_ÜBUNGSAUFGABEN_
1: Beantworten Sie zum Reisebericht über den 12. Tag die folgenden Fragen:
(a) Wie viele Kilometer umfasst die Etappe?
(b) Ab welcher Uhrzeit herrscht im Camp bereits rege Aufbruchsstimmung?
(c) Welche Nummer trägt die kleine Straße in Ufernähe, auf die man nach dem Verlassen des Platzes zurückkehrt?
2: Führen Sie den Reisebericht über die Fahrt von Kabli nach Jurmala nach dem letzten Satz weiter.

_AUSGANGSTEXT_
==*==
Es wird Zeit, dass wir weiterkommen, deshalb hier der nächste Tag:
12. Tag
Kabli, Estland – Jurmala, Lettland – via Riga
175 km
Heute steht das nächste Land auf dem Programm: Lettland und die lettische Hauptstadt Riga. Viel Zeit werden wir nicht haben für die Stadt, aber es soll ein bisschen mehr werden als nur durchzufahren, deshalb herrscht ab 6 Uhr morgens bereits rege Aufbruchsstimmung im Camp.
Nina und ich rollen wie immer zusammen los, vor sieben haben wir den Platz verlassen und sind auf die kleine Straße Nr. 331 in Ufernähe zurückgekehrt, auf der wir gestern die letzten Kilometer entlang rumpelten, weiter Richtung Süden. Gepflegte Häuschen, ebenso gepflegte größere Gärten, mal lange Zäune oder Hecken, mal eine offene Rasenfläche mit Bäumen und Anwesen (wieder eine Erinnerung an ROAM) und immer wieder ein Ausblick nach rechts auf die Ostsee entschädigen für die doch durchwachsene Qualität des Belags.
==*==
_DATENSÄTZE_
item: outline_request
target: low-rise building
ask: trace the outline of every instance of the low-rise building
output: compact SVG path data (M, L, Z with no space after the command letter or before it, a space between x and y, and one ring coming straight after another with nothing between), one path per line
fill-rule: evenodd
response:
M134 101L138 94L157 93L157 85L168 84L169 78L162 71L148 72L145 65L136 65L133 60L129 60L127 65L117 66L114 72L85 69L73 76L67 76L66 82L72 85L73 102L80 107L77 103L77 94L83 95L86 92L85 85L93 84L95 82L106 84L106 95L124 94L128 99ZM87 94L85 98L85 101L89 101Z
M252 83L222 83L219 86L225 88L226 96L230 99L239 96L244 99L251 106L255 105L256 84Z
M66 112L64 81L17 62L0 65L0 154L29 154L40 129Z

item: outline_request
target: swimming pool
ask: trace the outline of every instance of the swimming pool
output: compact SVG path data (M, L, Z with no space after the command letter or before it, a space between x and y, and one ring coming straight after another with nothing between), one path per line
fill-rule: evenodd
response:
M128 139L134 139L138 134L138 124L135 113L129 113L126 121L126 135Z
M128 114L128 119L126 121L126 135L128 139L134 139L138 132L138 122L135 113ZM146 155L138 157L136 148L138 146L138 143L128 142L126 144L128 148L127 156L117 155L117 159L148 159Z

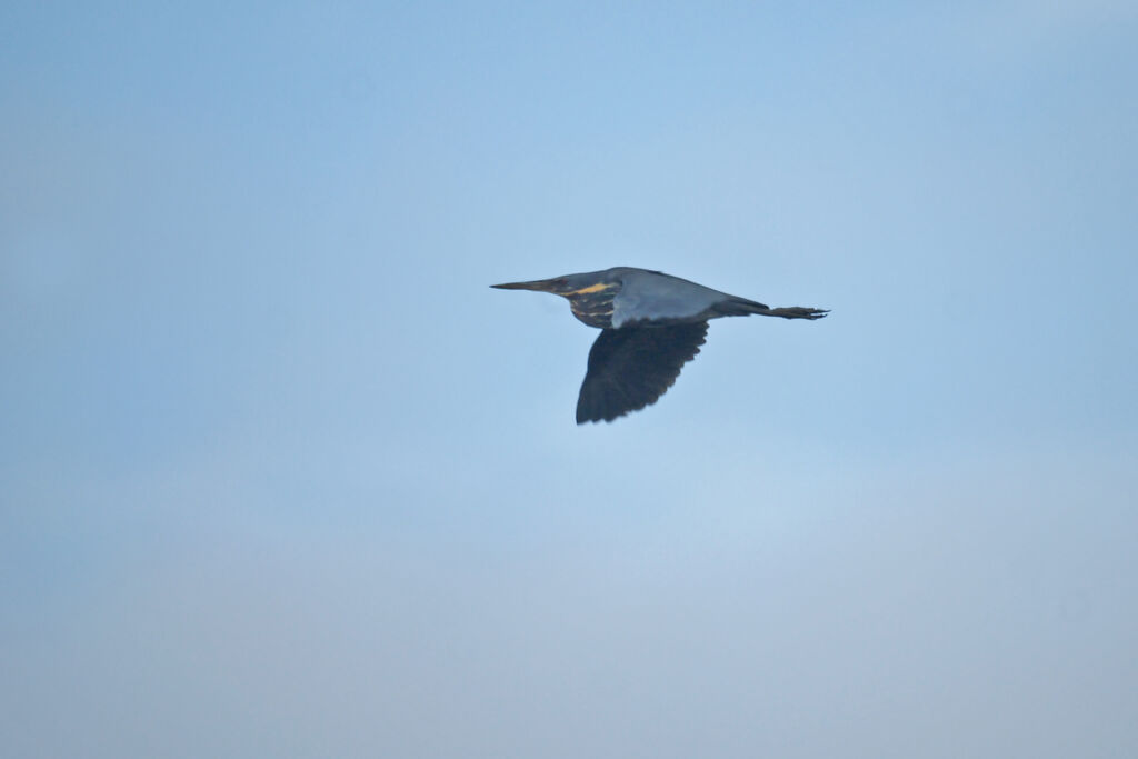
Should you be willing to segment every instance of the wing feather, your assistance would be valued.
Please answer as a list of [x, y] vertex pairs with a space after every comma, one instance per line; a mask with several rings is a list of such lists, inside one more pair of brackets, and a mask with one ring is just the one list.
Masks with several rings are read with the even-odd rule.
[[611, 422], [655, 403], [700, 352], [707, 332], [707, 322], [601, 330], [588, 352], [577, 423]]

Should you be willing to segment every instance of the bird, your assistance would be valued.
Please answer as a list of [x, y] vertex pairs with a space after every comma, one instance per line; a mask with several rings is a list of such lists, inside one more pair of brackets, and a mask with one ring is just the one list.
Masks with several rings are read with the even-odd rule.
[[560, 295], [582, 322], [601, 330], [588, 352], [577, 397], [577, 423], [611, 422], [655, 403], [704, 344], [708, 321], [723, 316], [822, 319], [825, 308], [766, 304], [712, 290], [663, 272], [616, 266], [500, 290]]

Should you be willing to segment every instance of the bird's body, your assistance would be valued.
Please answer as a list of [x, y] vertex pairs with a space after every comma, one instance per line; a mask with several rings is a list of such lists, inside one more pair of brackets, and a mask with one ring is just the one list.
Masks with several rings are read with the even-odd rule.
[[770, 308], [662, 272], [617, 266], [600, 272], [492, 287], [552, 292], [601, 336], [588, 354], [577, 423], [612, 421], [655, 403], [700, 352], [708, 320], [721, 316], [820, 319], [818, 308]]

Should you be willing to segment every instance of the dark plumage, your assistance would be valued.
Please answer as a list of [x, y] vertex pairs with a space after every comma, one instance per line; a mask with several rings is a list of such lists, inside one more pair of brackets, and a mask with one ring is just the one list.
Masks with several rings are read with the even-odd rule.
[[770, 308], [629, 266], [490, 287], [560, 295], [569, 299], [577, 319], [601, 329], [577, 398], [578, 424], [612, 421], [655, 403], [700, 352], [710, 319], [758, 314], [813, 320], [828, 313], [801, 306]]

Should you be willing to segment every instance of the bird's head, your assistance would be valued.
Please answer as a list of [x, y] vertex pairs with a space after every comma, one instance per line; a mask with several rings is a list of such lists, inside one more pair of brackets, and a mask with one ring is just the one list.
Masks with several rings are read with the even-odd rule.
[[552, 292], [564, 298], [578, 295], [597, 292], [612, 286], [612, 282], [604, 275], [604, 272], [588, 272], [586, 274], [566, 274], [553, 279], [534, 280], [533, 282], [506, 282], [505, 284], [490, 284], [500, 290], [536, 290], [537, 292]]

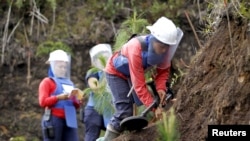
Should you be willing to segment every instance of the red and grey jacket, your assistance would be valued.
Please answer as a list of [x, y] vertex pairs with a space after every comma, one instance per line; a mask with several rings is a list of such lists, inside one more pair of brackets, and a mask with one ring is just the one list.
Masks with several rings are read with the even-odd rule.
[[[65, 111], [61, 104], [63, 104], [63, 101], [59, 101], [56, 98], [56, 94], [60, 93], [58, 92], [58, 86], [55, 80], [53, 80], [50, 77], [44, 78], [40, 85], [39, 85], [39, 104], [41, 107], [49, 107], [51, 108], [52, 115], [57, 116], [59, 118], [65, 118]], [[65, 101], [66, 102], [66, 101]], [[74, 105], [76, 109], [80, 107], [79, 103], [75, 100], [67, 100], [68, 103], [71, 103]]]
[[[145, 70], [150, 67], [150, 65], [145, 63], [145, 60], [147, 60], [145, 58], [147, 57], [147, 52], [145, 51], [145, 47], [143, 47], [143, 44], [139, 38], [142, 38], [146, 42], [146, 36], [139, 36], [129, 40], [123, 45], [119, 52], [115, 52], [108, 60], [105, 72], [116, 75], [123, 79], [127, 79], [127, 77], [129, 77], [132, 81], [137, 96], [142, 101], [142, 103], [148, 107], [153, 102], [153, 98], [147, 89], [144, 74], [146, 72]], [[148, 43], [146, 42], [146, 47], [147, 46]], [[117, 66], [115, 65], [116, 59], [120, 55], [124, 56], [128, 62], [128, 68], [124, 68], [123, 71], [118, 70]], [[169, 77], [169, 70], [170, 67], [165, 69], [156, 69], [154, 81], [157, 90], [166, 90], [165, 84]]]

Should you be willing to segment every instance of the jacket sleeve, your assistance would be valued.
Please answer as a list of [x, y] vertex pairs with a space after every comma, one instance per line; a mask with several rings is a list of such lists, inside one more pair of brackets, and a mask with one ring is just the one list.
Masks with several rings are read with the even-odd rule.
==*==
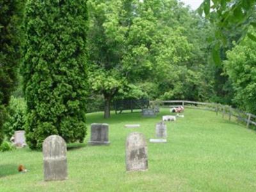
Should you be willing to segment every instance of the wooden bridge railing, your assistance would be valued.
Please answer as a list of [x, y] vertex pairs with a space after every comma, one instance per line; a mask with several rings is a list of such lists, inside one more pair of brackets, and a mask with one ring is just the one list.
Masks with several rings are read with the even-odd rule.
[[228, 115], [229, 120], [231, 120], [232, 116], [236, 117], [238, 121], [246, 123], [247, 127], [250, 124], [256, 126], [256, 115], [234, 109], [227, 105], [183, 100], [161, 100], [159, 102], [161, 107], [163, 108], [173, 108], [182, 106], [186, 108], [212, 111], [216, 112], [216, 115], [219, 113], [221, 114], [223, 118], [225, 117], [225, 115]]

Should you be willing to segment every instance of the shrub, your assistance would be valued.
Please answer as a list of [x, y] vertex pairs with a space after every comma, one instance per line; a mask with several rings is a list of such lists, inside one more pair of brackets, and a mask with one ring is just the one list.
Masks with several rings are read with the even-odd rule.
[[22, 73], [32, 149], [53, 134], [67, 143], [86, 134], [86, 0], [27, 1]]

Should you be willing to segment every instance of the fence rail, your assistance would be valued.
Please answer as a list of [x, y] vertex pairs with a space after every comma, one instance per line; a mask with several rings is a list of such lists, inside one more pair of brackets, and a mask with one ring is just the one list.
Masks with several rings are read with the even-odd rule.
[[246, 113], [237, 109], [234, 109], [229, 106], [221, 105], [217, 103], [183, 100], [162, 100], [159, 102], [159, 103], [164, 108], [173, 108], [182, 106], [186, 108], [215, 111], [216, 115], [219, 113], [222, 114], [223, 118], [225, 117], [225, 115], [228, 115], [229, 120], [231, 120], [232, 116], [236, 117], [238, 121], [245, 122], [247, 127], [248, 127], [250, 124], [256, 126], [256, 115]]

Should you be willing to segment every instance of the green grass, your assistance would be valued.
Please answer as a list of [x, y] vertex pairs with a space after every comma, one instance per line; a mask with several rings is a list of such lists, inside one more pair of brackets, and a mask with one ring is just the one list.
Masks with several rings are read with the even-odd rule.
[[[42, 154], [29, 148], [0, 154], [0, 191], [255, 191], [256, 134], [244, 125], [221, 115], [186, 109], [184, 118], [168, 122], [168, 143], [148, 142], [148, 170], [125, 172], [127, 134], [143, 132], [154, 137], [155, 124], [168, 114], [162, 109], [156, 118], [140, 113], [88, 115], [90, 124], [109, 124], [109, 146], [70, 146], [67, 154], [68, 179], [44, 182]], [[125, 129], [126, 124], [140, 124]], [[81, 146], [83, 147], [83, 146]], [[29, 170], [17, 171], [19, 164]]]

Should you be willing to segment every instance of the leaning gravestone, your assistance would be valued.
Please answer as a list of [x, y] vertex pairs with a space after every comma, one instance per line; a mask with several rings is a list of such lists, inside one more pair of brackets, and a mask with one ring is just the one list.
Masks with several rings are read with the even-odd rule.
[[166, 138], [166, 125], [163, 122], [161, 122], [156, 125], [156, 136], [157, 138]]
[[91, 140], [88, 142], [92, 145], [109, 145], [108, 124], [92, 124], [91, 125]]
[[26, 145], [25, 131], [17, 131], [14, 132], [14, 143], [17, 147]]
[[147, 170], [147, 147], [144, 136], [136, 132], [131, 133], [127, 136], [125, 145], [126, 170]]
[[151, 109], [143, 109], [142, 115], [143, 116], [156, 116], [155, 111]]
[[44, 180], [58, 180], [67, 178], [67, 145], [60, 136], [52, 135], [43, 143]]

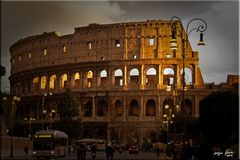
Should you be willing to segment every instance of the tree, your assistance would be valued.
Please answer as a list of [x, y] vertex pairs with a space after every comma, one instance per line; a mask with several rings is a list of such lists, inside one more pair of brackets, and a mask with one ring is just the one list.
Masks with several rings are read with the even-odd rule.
==*==
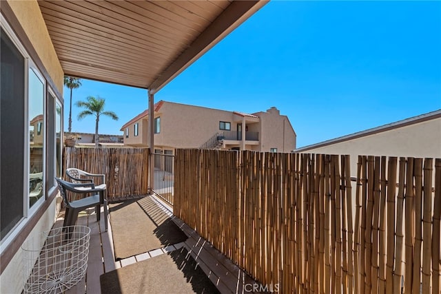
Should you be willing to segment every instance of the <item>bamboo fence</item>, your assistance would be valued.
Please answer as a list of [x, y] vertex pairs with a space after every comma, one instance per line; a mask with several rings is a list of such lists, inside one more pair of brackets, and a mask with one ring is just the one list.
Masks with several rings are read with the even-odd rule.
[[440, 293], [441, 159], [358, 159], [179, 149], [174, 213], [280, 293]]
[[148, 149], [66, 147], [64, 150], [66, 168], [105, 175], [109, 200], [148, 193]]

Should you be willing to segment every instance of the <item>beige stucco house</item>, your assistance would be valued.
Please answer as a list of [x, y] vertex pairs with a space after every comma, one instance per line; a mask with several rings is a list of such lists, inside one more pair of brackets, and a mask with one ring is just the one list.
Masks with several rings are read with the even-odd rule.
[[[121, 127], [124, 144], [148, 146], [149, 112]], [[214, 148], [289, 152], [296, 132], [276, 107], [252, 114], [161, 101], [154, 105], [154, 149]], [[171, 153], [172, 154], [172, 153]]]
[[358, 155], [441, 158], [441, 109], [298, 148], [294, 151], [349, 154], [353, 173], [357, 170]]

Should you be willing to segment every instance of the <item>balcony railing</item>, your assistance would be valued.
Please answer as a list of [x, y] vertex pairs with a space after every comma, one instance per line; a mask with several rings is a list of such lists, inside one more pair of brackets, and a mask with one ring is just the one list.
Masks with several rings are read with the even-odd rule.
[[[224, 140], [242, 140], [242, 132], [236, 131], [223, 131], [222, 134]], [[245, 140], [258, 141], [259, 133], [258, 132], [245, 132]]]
==*==
_LÖSUNGEN JE AUFGABE_
1:
(a) 175 km
(b) Ab 6 Uhr morgens
(c) Nr. 331

2:
Wir erreichen bald ein kleines Dörfchen, das nur daran zu erkennen ist, dass die Häuser nicht ganz so weit auseinanderstehen wie zuvor – es ist das letzte in Estland vor der Grenze. Die Grenze selbst ist von schengentypischer Dezenz, kein Schlagbaum, kein Grenzerhäuschen, keine Abfertigungsanlagen, nur eine auf einem Mast installierte Kamera und darauf folgend das Schild welches darüber informiert, dass wir nun auf lettischem Gebiet fahren, das ist alles. Ainazi, das erste Städtchen auf lettischer Seite sieht etwas weniger ferienhausmäßig aus und gibt sich sogar einen Hauch von Geschäftigkeit. Immerhin kommt hier die Hauptverkehrsstraße A1 wieder in Nähe der Küste, am Ortsausgang reihen wir auch wieder dort in den Verkehr Richtung Hauptstadt ein.
Das hört sich geschäftiger an als es ist; hier herrscht Autoverkehr, ist aber mit dem auf der deutschen A1 nicht im mindesten vergleichbar. Der Mangel an Gegenverkehr sorgt auch dafür, dass wir normalerweise mit ordentlichem Abstand überholt werden.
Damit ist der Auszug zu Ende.